> _TASK DIRECTIONS_
Print the listing in full, exactly as it stands.
═══ LISTED RECORDS
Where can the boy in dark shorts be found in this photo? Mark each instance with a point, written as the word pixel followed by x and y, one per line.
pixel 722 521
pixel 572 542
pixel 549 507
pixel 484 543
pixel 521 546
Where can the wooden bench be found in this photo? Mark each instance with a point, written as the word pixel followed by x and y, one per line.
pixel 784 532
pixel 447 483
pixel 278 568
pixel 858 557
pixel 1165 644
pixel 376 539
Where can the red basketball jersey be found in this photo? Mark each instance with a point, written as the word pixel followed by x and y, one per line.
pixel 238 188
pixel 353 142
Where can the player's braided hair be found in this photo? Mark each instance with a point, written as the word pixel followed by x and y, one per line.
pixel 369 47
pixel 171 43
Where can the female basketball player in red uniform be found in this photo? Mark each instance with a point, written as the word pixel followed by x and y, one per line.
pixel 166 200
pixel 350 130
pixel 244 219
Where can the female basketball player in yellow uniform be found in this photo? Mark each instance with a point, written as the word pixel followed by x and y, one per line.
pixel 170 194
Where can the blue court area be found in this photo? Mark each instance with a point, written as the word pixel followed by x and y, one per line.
══════
> _COMPLETED EXERCISE_
Where can the boy in dark shorts be found in this photo? Mark each instance with a point, written as the word pixel followed by x and y, one per line.
pixel 722 521
pixel 572 542
pixel 549 507
pixel 484 543
pixel 521 546
Where can the wooden bench be found in this photo? Mark each instance with a point, written as the word pixel followed by x and y, one per line.
pixel 784 532
pixel 447 483
pixel 278 568
pixel 858 557
pixel 1165 644
pixel 376 539
Where can the red basketball jersey be found in this photo? Mark each instance with a point, written as the word pixel followed by x and y, one per line.
pixel 238 188
pixel 353 142
Where can the player's braided hair be found in this photo? Mark each instance with a point, written as the word pixel followed by x and y, one per line.
pixel 369 47
pixel 171 43
Where can the female basketball player in red uniform be found in this photo? Mark each instance with a point, written as the word pixel followed by x and y, one per line.
pixel 166 200
pixel 350 130
pixel 244 219
Where can the female basketball player in yellow uniform be found in this photo? Mark each instance with a point, written as the word pixel followed by x and y, one per line.
pixel 170 194
Where can the blue court area be found in this photo? Mark each instance with a point, written as the word pixel followed by x and y, one per line.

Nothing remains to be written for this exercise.